To do: Could you reproduce, word for word, the lines of the records below from the one containing "t-shirt in the photo above." through the last line of the records, both ends included, and nothing else?

Data:
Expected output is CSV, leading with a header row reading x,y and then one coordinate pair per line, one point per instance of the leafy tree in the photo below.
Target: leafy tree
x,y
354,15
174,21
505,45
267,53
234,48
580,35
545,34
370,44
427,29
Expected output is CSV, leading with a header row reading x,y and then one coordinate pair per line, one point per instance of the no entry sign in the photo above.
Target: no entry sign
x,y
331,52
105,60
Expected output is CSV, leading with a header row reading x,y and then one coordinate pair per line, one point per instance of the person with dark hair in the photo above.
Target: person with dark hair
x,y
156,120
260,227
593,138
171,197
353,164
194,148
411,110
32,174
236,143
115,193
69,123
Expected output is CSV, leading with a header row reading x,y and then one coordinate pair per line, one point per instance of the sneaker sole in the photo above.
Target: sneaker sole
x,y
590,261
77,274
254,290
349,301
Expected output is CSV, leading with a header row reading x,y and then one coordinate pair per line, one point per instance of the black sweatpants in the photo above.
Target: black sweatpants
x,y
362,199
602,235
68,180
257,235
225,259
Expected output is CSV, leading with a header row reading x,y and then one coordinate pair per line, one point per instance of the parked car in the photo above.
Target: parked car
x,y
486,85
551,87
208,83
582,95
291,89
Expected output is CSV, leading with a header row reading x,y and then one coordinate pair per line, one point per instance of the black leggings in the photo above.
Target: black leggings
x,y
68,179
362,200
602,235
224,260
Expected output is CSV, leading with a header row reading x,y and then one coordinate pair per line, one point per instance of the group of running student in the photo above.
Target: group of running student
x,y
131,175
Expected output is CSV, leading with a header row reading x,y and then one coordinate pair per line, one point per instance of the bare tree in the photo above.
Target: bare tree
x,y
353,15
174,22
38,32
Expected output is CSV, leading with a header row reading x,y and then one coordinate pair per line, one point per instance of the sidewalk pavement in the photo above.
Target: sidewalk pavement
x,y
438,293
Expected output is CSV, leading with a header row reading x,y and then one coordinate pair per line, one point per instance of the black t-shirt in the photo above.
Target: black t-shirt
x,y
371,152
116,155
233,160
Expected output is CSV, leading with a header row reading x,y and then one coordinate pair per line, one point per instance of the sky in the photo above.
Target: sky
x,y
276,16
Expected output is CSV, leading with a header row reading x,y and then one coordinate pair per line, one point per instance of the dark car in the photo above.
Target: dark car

Solution to this problem:
Expected output is CSV, leading with a header row reading x,y and then one coordinate pair per line, one point per instance of the black t-shirt in the photo above.
Target: black t-shirt
x,y
371,152
116,155
233,160
Expected output is CSV, leading with a header row reading x,y and then one coordinate pair per line, one point per instance of the sky in the photo above.
Target: sky
x,y
276,16
Expected output is CSV, leading with a header row reading x,y and then one coordinate pair per line, one point per instance of the dark car in the photo above.
Target: dark car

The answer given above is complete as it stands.